» **GIVEN PROBLEM**:
Rewrite everything from the line containing "identifies the storefront" down to the line containing "[[197, 113, 219, 122]]", keeping the request line as it is. In the answer, add 40 to every box coordinate.

Region labeling records:
☆ ☆ ☆ ☆
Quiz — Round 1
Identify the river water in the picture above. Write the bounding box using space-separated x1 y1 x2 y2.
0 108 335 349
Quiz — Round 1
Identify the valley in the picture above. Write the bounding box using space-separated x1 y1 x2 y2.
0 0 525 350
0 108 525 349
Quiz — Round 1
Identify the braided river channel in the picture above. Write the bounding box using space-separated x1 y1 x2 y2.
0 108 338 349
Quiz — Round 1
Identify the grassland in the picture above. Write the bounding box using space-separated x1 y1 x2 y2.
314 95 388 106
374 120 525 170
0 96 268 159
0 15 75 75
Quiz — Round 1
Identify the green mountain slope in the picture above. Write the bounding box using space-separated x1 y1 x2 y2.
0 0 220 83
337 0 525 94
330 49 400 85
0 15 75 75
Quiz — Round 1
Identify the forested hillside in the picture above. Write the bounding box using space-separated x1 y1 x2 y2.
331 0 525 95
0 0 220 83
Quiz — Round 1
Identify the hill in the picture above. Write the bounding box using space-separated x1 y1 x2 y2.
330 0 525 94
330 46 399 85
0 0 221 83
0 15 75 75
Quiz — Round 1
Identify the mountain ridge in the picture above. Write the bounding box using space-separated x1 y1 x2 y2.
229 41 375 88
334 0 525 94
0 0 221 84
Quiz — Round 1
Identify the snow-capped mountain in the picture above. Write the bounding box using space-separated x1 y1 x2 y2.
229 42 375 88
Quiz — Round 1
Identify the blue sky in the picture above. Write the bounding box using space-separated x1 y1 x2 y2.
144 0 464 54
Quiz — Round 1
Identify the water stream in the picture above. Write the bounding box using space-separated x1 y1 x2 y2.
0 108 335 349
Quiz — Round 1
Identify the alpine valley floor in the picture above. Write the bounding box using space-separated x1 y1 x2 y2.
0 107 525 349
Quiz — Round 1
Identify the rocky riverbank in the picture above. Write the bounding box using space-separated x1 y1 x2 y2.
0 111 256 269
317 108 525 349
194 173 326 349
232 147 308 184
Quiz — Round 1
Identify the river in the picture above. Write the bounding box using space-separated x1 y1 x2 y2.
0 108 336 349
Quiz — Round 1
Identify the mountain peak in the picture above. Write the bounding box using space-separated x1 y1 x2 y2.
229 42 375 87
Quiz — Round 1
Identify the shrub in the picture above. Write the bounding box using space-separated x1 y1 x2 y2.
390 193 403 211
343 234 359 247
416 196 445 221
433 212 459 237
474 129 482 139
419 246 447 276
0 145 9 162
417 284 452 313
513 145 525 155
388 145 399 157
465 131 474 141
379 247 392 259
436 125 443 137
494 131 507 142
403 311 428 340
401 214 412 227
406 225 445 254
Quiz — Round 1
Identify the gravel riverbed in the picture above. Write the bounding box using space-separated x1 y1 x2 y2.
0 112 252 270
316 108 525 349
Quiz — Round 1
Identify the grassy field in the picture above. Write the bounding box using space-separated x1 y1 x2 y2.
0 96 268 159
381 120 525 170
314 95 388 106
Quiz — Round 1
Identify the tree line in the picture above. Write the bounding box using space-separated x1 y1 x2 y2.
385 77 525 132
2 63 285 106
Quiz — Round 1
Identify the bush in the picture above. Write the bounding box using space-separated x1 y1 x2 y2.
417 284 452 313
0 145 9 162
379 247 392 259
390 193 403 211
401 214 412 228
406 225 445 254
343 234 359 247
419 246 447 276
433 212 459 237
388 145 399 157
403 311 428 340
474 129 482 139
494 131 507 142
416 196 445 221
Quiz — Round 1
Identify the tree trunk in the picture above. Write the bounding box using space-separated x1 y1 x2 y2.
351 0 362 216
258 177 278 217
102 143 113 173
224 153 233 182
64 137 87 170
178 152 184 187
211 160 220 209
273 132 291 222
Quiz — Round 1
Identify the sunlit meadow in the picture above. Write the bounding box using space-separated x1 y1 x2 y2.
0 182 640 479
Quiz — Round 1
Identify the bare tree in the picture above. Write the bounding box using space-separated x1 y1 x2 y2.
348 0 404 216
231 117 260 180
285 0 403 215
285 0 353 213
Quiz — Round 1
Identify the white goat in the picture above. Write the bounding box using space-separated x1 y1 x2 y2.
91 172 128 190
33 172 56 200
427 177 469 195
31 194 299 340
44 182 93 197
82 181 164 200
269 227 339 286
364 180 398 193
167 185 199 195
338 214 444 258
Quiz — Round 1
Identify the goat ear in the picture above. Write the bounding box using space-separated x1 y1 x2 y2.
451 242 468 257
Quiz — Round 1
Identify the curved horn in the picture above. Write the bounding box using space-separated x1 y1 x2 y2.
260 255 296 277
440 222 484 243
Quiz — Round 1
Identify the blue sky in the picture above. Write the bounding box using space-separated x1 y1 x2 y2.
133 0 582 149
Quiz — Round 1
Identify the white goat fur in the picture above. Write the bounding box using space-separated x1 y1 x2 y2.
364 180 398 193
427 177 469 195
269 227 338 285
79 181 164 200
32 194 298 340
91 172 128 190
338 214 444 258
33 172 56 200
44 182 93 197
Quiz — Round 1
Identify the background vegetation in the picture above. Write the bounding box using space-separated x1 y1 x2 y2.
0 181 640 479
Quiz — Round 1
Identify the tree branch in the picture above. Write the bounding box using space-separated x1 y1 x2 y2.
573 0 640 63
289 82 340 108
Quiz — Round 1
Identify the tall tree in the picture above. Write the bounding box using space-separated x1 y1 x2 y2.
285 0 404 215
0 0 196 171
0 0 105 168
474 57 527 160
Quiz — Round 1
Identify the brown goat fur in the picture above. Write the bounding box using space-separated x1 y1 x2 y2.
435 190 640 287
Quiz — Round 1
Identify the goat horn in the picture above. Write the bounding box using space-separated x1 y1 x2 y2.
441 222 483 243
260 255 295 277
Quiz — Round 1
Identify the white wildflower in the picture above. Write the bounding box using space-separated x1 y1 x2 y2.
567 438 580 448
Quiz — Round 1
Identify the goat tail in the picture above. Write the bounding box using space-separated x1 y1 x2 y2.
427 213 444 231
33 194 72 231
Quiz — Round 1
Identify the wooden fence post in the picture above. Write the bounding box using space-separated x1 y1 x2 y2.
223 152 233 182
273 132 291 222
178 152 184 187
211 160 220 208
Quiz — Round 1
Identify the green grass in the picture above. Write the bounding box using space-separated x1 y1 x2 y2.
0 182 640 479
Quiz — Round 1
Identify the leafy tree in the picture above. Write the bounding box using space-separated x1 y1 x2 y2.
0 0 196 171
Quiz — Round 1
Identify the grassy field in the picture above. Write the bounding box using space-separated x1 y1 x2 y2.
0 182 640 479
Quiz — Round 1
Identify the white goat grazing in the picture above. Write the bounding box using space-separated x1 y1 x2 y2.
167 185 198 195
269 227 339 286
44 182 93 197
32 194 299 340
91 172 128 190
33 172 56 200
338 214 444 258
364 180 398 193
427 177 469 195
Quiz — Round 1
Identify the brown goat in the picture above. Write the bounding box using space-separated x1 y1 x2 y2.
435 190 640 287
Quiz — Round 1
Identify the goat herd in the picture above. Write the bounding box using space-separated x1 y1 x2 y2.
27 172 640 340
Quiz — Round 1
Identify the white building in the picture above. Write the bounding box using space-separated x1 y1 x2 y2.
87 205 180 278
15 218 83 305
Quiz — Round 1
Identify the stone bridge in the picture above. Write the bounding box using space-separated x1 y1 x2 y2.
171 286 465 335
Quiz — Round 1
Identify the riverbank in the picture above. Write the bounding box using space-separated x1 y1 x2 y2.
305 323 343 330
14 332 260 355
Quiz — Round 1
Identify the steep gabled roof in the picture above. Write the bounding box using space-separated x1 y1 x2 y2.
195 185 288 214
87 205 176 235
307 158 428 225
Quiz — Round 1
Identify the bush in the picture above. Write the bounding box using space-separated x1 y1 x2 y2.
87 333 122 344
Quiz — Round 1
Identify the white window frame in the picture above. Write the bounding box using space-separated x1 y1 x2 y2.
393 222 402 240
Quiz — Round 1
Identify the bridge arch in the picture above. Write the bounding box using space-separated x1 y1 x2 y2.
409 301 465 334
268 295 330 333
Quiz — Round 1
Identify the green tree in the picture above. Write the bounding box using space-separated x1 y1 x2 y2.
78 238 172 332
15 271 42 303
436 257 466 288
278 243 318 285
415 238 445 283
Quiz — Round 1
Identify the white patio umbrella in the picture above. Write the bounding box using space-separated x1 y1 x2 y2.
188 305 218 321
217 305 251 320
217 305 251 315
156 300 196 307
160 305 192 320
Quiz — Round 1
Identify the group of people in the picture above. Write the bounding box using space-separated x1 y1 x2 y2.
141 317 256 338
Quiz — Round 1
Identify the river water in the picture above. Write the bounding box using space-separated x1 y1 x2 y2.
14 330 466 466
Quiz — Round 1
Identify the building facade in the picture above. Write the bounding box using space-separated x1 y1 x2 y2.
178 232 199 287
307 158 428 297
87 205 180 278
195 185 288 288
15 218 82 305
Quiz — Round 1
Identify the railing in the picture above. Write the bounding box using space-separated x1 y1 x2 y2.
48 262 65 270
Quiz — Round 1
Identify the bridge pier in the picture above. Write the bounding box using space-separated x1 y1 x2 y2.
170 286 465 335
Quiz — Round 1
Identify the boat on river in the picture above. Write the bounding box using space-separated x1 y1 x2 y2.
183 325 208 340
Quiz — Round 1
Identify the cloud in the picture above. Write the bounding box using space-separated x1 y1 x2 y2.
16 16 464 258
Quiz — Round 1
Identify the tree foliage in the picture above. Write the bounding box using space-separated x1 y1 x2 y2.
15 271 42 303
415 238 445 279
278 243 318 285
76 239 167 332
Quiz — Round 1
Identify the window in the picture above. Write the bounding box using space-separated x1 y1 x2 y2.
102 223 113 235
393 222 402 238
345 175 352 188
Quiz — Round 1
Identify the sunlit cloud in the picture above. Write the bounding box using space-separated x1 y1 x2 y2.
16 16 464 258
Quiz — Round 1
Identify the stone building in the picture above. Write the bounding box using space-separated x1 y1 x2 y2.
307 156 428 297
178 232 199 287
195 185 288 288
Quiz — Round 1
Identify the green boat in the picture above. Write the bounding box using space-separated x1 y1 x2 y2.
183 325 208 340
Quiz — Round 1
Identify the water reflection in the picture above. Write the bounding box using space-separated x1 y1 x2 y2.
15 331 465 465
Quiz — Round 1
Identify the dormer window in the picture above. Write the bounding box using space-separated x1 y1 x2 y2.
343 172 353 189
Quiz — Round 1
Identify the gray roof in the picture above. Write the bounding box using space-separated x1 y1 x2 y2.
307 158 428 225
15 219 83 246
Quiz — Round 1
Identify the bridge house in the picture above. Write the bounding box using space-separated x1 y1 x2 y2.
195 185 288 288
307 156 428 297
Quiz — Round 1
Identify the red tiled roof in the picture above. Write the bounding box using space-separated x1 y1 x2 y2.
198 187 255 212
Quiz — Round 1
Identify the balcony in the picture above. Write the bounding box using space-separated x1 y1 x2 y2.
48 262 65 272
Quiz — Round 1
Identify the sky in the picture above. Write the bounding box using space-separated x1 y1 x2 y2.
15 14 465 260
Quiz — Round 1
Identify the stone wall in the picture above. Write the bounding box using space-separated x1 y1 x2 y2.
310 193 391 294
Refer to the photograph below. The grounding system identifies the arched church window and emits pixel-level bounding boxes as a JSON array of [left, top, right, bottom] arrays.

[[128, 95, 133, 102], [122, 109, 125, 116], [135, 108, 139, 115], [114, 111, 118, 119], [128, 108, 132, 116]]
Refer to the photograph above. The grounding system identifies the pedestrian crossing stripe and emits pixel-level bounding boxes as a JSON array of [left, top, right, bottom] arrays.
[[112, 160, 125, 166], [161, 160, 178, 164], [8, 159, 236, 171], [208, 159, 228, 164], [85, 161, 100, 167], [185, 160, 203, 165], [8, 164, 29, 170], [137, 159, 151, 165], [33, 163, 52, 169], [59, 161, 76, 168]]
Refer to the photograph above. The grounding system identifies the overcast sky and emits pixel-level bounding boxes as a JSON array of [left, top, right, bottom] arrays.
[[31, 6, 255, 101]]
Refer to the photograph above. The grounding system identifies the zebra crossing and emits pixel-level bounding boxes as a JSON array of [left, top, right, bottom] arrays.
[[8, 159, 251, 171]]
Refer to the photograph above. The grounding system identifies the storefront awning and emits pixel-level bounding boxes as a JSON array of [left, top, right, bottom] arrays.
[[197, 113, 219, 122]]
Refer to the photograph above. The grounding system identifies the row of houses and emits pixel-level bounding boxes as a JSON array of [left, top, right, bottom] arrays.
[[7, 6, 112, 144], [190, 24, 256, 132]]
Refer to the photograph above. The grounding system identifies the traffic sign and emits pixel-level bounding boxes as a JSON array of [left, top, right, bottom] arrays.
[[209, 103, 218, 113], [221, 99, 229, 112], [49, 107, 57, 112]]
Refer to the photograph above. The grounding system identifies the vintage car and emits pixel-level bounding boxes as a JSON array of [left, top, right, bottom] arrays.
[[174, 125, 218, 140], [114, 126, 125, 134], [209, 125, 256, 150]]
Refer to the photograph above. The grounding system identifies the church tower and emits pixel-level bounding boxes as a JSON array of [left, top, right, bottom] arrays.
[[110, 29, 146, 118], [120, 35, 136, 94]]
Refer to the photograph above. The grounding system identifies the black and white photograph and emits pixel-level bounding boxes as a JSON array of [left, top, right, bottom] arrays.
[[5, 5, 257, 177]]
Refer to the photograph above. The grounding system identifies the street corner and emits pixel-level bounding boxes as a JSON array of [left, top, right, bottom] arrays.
☆ ☆ ☆ ☆
» **SOLUTION TO THE PROBLEM**:
Refer to the photograph above. The grounding system identifies the storefront awning and emits pixel-level bounding boxes as a JSON array of [left, top, right, bottom] arrays.
[[237, 153, 259, 162]]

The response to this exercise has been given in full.